Data for the task:
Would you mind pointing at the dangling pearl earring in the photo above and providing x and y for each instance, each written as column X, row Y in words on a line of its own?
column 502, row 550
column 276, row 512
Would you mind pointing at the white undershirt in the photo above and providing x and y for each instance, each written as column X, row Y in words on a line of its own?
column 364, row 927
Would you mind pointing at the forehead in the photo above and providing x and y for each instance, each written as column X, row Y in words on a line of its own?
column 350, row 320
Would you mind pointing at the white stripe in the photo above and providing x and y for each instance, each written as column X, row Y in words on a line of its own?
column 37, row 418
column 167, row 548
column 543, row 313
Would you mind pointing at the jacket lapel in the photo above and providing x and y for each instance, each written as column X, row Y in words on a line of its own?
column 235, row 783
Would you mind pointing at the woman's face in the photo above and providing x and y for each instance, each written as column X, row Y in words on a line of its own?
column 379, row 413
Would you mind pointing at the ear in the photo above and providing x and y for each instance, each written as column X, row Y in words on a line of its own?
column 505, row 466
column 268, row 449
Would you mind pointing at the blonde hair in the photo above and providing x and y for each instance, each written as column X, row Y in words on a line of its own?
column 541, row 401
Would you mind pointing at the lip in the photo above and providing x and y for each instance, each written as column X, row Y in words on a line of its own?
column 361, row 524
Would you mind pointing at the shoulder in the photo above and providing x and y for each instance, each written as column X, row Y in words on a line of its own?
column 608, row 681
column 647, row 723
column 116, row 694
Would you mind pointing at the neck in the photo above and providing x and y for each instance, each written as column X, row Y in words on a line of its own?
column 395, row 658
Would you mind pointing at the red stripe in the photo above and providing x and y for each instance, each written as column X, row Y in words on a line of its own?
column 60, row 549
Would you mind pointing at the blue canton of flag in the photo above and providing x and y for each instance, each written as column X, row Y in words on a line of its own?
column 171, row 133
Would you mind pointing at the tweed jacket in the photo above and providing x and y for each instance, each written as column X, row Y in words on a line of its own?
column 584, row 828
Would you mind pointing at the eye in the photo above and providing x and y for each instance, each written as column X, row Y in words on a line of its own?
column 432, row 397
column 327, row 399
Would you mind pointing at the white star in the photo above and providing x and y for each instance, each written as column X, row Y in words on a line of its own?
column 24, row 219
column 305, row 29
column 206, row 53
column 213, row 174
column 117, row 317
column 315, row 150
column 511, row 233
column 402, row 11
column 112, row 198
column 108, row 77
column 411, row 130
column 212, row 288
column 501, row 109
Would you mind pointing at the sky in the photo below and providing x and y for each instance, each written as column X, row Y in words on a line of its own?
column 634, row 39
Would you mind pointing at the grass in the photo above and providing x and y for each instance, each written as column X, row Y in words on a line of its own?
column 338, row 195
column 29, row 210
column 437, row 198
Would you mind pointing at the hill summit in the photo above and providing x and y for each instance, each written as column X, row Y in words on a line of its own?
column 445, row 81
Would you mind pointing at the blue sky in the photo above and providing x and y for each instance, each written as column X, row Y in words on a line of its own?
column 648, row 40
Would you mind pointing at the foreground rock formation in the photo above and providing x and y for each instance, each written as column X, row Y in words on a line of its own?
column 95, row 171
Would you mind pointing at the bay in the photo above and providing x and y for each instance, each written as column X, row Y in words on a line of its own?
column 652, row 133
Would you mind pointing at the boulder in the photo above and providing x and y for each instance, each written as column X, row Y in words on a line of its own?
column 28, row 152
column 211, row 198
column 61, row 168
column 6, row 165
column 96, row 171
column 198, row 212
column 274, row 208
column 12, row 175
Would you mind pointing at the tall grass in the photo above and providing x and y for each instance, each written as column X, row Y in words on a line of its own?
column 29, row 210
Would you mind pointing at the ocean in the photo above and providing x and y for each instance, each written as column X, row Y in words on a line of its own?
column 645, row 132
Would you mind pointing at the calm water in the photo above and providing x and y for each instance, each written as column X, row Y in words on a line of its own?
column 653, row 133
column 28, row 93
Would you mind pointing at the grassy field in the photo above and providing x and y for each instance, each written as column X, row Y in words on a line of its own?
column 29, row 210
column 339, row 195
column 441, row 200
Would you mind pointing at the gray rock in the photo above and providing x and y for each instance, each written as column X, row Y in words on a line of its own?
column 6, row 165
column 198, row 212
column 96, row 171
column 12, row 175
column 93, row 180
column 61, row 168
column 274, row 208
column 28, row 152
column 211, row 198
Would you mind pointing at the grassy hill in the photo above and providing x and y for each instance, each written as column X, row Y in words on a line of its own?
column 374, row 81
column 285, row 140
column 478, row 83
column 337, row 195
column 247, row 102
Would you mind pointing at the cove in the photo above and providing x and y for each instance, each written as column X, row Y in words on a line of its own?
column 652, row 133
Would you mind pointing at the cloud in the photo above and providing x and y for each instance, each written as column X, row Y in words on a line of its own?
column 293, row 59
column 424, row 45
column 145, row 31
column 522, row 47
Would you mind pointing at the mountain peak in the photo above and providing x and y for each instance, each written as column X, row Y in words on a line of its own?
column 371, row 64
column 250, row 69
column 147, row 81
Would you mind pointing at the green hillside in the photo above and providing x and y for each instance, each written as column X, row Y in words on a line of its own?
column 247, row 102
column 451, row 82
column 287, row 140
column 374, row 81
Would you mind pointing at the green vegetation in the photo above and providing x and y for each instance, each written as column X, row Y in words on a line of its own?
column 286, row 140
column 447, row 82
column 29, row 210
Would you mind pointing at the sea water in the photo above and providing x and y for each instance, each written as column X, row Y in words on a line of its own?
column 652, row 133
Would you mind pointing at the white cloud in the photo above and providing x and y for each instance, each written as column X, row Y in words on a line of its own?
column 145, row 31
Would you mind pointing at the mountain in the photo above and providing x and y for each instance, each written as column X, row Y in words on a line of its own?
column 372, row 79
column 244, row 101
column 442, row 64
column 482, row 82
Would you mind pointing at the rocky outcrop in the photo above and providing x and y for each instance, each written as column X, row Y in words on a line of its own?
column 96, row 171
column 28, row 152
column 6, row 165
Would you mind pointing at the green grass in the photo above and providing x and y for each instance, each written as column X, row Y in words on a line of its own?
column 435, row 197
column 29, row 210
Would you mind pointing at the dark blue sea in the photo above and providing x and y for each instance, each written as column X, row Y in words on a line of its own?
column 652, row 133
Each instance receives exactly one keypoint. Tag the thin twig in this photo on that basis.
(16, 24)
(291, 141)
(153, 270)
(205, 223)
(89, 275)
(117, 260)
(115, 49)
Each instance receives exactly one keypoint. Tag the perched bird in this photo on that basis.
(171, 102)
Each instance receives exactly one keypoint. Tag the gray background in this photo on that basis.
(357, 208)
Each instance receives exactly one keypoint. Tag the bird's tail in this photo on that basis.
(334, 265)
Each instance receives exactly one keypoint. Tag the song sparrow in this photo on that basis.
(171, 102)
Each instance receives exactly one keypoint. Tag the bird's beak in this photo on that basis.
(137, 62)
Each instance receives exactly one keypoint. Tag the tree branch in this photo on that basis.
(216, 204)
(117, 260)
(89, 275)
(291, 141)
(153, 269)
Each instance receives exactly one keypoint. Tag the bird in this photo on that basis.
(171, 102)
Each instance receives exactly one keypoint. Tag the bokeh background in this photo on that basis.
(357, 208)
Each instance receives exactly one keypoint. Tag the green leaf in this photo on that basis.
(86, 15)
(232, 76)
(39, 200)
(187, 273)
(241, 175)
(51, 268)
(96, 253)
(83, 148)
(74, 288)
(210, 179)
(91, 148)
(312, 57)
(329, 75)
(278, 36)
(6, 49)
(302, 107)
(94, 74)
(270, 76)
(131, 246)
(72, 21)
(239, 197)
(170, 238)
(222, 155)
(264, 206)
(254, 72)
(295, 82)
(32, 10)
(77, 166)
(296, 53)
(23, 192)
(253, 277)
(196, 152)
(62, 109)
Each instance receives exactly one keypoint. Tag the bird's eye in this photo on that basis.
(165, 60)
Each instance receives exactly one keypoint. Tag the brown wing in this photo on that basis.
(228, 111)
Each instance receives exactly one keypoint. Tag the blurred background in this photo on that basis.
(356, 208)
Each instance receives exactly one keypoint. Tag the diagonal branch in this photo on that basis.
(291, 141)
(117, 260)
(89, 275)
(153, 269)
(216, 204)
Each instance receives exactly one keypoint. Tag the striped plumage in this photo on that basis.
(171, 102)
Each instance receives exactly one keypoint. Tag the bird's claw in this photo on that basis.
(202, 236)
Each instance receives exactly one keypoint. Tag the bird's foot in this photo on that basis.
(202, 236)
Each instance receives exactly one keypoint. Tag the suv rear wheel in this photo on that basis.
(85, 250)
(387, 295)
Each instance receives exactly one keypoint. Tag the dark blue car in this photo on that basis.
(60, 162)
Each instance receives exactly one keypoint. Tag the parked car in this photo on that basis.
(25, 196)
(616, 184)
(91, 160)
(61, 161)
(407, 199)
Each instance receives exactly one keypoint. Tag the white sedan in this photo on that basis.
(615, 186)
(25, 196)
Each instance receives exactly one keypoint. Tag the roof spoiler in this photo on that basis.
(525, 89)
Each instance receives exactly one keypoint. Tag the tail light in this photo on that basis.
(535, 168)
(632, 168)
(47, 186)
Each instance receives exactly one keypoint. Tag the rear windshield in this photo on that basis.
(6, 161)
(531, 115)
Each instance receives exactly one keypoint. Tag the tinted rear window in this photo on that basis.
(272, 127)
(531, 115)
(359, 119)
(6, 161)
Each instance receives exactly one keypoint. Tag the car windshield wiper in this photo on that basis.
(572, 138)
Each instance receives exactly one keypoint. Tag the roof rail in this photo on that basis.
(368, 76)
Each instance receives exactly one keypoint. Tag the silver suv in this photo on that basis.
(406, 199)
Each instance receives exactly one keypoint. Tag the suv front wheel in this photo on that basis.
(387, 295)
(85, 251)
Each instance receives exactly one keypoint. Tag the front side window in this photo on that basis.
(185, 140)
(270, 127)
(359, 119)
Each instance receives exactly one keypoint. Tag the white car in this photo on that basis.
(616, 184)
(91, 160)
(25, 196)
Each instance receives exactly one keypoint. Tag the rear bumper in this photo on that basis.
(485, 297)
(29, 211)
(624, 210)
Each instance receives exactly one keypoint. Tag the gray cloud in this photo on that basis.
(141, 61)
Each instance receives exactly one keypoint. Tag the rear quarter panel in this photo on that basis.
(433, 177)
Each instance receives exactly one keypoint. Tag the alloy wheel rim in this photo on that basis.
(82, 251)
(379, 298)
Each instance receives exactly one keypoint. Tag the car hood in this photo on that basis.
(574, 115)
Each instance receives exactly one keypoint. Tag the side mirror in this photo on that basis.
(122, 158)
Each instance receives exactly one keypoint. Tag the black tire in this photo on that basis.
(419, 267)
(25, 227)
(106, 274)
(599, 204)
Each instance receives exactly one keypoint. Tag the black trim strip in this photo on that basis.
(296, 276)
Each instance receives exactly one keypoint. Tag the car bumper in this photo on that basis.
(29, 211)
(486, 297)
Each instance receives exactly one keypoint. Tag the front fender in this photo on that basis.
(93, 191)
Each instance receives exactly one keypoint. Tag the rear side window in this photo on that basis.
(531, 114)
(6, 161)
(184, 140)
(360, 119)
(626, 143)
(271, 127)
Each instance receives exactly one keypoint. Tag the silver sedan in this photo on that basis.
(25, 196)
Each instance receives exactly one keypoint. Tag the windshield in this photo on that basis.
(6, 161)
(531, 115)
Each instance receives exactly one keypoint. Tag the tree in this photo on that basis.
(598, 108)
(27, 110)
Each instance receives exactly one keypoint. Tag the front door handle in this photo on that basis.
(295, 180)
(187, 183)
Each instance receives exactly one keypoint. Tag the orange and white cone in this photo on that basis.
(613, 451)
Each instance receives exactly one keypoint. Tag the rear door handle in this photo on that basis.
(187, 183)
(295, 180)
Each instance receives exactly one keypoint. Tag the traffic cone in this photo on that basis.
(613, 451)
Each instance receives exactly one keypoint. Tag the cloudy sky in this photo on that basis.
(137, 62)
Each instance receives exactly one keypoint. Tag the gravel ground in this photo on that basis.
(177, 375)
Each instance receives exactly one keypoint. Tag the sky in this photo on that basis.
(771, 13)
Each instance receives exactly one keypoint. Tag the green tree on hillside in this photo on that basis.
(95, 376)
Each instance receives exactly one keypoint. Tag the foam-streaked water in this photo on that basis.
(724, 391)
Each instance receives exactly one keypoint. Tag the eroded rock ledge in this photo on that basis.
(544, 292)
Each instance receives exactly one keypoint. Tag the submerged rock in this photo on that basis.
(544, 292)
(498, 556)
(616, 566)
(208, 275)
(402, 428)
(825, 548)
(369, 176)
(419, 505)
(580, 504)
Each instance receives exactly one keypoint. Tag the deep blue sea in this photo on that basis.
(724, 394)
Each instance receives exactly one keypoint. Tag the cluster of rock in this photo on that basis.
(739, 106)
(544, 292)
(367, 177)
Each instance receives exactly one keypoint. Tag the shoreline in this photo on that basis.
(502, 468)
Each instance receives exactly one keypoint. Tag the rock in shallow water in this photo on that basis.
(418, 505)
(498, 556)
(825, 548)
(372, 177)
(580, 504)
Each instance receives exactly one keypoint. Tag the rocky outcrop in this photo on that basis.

Task description: Only the lines from the one containing "Each instance receives exactly one keypoint. Tag the submerged" through the end of the material should be reproduced, exactly, with both ends included.

Written response:
Each instance receives exactly one keypoint. Tag the submerged rock in this photo on that basis.
(544, 292)
(498, 556)
(616, 566)
(208, 275)
(402, 428)
(825, 548)
(369, 176)
(419, 505)
(580, 504)
Each instance receives exactly one keypoint. Tag the deep blue sea in this photo on that basis.
(724, 394)
Each instance receives exactly one keypoint. Tag the cluster of rock in this photo on that basis.
(739, 106)
(544, 292)
(367, 177)
Each instance receives exactly one keypoint. Tag the shoreline in this photo on that basis.
(502, 468)
Each instance receives exactly one keypoint. Tag the rock in shallow water in this photo on that basis.
(418, 505)
(498, 556)
(825, 548)
(372, 177)
(580, 504)
Each instance receives exactly one keypoint. Tag the rocky outcrop in this photo on that basis.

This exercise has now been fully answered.